- [Given instruction] Please copy the stretch of the listing from the line containing "Agricultural drone survey: scan the aerial photo for glass" through the line containing "35, 90, 197, 216", request text included, and add -117 to every box coordinate in the answers.

- [Data extract]
***

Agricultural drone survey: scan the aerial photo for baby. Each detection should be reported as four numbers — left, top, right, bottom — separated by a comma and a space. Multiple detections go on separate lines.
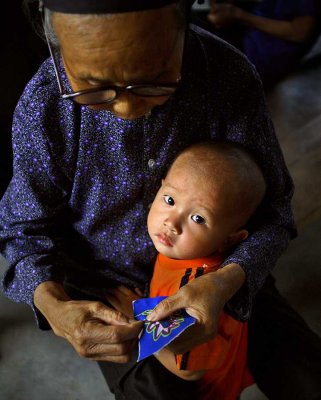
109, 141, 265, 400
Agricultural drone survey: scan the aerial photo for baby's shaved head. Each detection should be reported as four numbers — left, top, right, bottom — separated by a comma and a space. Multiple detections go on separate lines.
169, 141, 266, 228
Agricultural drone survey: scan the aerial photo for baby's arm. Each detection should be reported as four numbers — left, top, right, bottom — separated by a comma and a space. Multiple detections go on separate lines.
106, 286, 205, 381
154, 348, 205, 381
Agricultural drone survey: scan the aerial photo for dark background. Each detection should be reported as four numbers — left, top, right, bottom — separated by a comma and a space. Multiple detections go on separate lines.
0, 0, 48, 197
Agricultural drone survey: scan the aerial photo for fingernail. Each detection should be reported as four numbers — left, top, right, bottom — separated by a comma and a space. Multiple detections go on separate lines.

***

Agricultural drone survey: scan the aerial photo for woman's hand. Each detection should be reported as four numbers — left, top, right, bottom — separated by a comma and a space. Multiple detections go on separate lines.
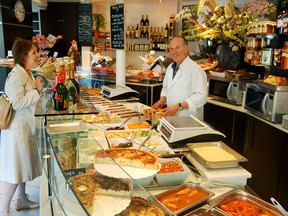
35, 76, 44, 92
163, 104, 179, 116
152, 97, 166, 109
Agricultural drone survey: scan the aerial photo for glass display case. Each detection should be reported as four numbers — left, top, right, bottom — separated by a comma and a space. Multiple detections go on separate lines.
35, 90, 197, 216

***

- [Solution to this problem]
Agricultural drone survey: scan the aerial photo for glass display case. Each detection should be reported as four numbers — left, top, right, bottom — separated by a comma and a space. Multiple detections go on separate lines.
-82, -27, 80, 99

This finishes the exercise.